EXTRACTED TEXT:
· · ·
CDW Blog

Hybrid Platform Trends Series: What are Hybrid Platforms?

1 September, 2023 / by Robert Sims

If you have not read the first part of the OCTO Intro series, take a look here, it will give you the context on the OCTO team and our objectives.  

What is a Hybrid Platform? That is the question we are going to answer in this article, understanding the components that it is comprised of and what functions it provides within an organisation. We will also touch on some of the trends and demands we are seeing in each of the focus areas.  

At its core a Hybrid Platform will provide the execution layer for your business applications, the network fabric to connect everything, and the operational tooling to ensure your IT team can deliver a quality level of service. Let us dig into this all in more detail.  

 

Contents

 

What is a Hybrid Platform? 

Every organisation is operated with a selection of applications and various repositories of data. The types of applications (legacy, traditional, web or modern) will vary, along with the performance and location requirements of each. The types of data stores will range from structured databases to unstructured files and the data lakes that bring it all together. Regardless of the state of modernisation any given organisation is in, a core set of functions will be required to support this range of requirements, this is what defines the ten focus areas of the CDW Hybrid Platforms growth pillar, as shown below: 

undefined-Aug-30-2023-06-03-53-0908-PM

The focus areas are underpinned by a multitude of technology solutions that drive outcomes to support the execution, connection, protection, and operations of an ICT function's core infrastructure. Make sure you don’t miss the third part of this series; we will talk about the people that make this technology come to life and how it integrates with our other three growth pillars.  

While these technology areas support the application and data requirements of today, we need to ensure that they evolve and support the future requirements of your organisation. This is what I call the 'platform of the future' and it needs to conform to five key characteristics to ensure it can deliver these future requirements: 

  • Be cyber resilient.
    • Enables both the ability to withstand and recover from cyber-attacks, providing inherent protection throughout the stack. 
  • Is hyperconnected. 
    • Everything should be connected, programable, and form an ecosystem from edge to core to cloud, enabling the connected enterprise to make data-driven decisions.  
  • Empowers simple operations. 
    • Ensures the most effective use of limited talent pools, driving efficiency, automation, and observability to ensure excellent customer experiences.  
  • Underpins Sustainable Outcomes. 
    • Drives optimal resource consumption with just-in-time provisioning based on the most sustainable equipment and facilities.  
  • Omni application capable. 
    • Support for all application types, from legacy and traditional to modern web and container-based architectures. 

I hope the list above is quite self-explanatory to save long descriptions, otherwise, this could become a very long read! I will likely write more on these in future articles. By having a set of requirement characteristics we can validate technology choices and ensure they are future-ready investments.

The ten technology focus areas compress into six key functions that are needed to support the platform of the future: 

  • Hybrid Observability  
  • Optimised Operations 
  • Private Cloud 
  • Public Cloud 
  • Cyber Resilience   
  • Edge to Cloud Networking  

These six functions allow us and you to focus on building technologies that underpin a key outcome in the overall platform architecture. Let's dig into each in a little detail (again, another set of topics for a much longer discussion). None of the options presented below should be taken as a singular silver bullet - your applications, business objectives, data sets and operating markets should guide decisions and architecture, something our Integrated Technology Solutions (ITS) team of over 650 coworkers loves to execute.
· · ·
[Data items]

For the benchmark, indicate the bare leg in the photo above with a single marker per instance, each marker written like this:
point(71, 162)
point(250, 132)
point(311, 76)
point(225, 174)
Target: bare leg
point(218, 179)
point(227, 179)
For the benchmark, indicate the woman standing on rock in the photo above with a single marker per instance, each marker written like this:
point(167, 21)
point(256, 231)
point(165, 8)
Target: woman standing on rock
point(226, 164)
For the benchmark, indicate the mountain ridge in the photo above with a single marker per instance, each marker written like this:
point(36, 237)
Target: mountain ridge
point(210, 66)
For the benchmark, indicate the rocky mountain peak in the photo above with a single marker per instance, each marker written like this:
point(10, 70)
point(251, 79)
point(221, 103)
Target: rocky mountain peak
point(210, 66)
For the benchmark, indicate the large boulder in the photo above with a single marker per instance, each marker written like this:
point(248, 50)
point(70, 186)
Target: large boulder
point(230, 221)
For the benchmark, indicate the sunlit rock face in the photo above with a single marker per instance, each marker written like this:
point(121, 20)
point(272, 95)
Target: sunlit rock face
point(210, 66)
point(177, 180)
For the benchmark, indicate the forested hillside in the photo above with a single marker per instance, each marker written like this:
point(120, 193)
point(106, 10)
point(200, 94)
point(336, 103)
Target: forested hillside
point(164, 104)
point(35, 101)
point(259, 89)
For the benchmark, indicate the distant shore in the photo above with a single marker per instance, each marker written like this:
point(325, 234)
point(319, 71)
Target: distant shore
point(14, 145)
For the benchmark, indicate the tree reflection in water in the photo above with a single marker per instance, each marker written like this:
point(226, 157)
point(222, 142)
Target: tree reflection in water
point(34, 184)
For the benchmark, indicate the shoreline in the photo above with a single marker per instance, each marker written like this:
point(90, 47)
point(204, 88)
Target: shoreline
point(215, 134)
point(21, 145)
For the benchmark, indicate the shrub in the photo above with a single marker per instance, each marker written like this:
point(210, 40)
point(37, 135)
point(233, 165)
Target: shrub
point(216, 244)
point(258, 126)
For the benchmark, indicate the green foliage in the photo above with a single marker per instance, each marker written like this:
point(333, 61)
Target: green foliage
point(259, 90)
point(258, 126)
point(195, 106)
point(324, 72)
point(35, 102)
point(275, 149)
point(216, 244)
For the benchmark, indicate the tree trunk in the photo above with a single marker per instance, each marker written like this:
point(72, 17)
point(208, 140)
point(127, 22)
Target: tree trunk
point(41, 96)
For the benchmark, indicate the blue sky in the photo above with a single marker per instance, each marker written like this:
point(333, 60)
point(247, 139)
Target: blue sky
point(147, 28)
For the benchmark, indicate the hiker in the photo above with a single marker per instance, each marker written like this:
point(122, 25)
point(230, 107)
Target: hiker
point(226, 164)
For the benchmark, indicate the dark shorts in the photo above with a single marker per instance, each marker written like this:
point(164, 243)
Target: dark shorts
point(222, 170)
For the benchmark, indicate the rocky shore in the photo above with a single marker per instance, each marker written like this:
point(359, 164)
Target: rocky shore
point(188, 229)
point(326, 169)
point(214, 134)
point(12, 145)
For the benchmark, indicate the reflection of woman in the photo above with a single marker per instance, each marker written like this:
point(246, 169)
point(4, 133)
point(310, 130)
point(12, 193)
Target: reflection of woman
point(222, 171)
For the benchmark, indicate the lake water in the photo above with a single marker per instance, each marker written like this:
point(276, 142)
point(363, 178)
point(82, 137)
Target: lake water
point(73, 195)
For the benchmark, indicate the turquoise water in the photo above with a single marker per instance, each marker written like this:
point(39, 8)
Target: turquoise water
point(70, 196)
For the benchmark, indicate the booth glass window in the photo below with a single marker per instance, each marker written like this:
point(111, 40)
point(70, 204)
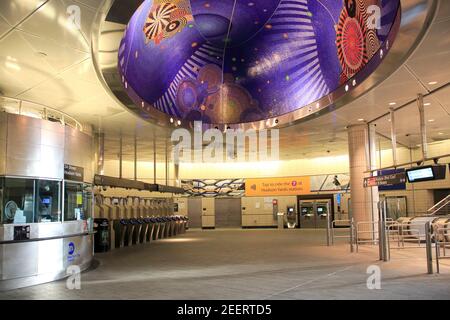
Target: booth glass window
point(77, 201)
point(18, 201)
point(48, 208)
point(2, 181)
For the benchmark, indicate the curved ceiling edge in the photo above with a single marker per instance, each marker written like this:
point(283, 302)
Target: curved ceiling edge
point(420, 13)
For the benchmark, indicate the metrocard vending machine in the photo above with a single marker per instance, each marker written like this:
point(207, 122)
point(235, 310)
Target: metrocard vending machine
point(291, 217)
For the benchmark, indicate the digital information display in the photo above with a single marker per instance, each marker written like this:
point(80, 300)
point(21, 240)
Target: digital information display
point(420, 174)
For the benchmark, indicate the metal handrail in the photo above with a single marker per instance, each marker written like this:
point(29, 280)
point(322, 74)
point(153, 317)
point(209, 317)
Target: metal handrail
point(440, 238)
point(39, 109)
point(441, 204)
point(373, 225)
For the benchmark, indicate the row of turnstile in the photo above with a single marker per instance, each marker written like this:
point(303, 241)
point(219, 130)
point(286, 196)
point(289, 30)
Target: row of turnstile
point(135, 220)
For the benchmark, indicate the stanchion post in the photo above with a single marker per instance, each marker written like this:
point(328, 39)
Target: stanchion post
point(380, 238)
point(352, 230)
point(386, 253)
point(328, 224)
point(428, 249)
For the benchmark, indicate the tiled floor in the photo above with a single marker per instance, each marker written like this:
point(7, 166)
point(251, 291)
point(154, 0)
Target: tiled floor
point(248, 264)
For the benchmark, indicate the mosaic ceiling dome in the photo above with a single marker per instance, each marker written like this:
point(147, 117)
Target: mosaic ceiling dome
point(236, 61)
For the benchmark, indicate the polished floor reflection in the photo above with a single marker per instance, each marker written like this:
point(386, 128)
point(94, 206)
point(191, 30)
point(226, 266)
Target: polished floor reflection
point(249, 264)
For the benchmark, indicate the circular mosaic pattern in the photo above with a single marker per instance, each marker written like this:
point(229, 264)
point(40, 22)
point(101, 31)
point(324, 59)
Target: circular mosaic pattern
point(229, 62)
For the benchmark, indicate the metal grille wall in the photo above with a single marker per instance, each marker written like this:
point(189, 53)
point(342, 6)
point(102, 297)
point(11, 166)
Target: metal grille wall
point(228, 213)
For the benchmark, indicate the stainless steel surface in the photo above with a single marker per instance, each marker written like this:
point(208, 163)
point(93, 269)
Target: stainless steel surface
point(35, 148)
point(40, 148)
point(79, 151)
point(154, 160)
point(3, 130)
point(429, 252)
point(228, 213)
point(101, 153)
point(120, 156)
point(423, 126)
point(31, 263)
point(393, 137)
point(417, 16)
point(135, 158)
point(195, 212)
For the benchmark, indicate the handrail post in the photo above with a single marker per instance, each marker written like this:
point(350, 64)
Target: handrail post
point(352, 230)
point(428, 249)
point(328, 224)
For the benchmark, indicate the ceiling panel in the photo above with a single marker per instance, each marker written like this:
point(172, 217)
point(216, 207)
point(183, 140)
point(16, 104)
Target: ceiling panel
point(431, 62)
point(64, 78)
point(53, 22)
point(20, 66)
point(15, 11)
point(59, 57)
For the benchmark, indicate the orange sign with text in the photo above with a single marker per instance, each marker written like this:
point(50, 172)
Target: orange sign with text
point(277, 186)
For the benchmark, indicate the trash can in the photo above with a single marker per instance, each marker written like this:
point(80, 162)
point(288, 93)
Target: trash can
point(280, 220)
point(101, 238)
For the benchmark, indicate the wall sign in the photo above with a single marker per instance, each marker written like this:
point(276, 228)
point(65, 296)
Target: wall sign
point(385, 180)
point(73, 173)
point(21, 232)
point(277, 187)
point(392, 187)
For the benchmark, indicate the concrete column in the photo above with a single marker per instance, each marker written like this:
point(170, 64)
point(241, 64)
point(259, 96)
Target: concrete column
point(364, 201)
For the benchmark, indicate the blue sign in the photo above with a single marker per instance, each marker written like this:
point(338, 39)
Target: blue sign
point(399, 186)
point(338, 199)
point(71, 248)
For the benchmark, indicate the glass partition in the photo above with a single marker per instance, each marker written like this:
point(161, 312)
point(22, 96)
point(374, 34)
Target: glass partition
point(48, 194)
point(2, 181)
point(18, 201)
point(77, 201)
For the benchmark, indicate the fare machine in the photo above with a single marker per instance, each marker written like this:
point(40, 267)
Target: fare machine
point(314, 213)
point(291, 217)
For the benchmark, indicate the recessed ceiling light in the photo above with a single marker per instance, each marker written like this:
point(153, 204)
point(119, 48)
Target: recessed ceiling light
point(41, 54)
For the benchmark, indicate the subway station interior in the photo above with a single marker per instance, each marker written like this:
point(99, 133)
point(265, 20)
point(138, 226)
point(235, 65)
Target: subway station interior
point(224, 149)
· · ·
ACTIONS TO TAKE:
**A)** Write out the passage of the hybrid platform article starting with "While these technology" and going on through "Be cyber resilient.".
**B)** In the records, change "dark shorts" to "black shorts" in the lines starting with the line with "For the benchmark, indicate the dark" and going on through the line with "point(12, 145)", leaving everything else unchanged. Return only those lines.

COMPLETE ANSWERS:
**A)**
While these technology areas support the application and data requirements of today, we need to ensure that they evolve and support the future requirements of your organisation. This is what I call the 'platform of the future' and it needs to conform to five key characteristics to ensure it can deliver these future requirements: 

  • Be cyber resilient.

**B)**
For the benchmark, indicate the black shorts in the photo above with a single marker per instance, each marker written like this:
point(164, 243)
Target: black shorts
point(222, 170)
For the benchmark, indicate the rocky shore in the photo above with a single marker per instance, each marker written like this:
point(359, 164)
Target: rocky shore
point(188, 229)
point(326, 169)
point(214, 134)
point(12, 145)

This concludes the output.